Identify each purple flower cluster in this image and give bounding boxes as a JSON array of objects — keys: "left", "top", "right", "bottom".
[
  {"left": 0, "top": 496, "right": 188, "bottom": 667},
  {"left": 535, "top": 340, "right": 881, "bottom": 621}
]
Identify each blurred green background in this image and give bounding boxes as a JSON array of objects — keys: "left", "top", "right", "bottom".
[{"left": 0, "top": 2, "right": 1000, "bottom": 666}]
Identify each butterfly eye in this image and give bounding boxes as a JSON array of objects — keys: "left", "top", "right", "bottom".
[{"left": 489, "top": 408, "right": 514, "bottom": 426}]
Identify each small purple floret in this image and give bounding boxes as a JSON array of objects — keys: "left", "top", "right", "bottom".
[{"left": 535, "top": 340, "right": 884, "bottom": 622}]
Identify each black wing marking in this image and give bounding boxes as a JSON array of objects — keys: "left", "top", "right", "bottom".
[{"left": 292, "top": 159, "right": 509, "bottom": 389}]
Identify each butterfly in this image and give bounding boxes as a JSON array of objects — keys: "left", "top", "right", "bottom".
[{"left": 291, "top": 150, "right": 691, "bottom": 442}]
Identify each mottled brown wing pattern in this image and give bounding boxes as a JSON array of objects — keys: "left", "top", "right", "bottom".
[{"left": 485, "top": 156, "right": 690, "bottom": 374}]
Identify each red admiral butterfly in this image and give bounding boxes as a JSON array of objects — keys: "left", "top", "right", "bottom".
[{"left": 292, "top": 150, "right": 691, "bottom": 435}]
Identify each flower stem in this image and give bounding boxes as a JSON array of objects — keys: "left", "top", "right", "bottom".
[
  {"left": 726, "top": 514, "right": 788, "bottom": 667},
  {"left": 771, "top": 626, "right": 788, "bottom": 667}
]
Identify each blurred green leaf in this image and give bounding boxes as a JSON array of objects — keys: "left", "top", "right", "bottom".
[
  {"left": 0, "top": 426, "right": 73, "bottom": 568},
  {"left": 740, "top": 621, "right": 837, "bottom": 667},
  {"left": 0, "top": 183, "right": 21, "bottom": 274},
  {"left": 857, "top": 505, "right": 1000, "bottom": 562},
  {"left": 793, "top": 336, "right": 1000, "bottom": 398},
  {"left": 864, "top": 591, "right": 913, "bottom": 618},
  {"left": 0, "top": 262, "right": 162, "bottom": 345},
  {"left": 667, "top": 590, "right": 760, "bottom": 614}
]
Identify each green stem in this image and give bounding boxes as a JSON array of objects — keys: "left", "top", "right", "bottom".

————————

Required work: Pick out every line above that contains the word "purple", and copy each one in full.

Solution:
Identify each purple flower cluster in this image and give bounding boxes as a JSON array of objects — keys: "left", "top", "right", "bottom".
Identify each small purple floret in this image and give bounding boxes as a JSON array of objects — keys: "left", "top", "right", "bottom".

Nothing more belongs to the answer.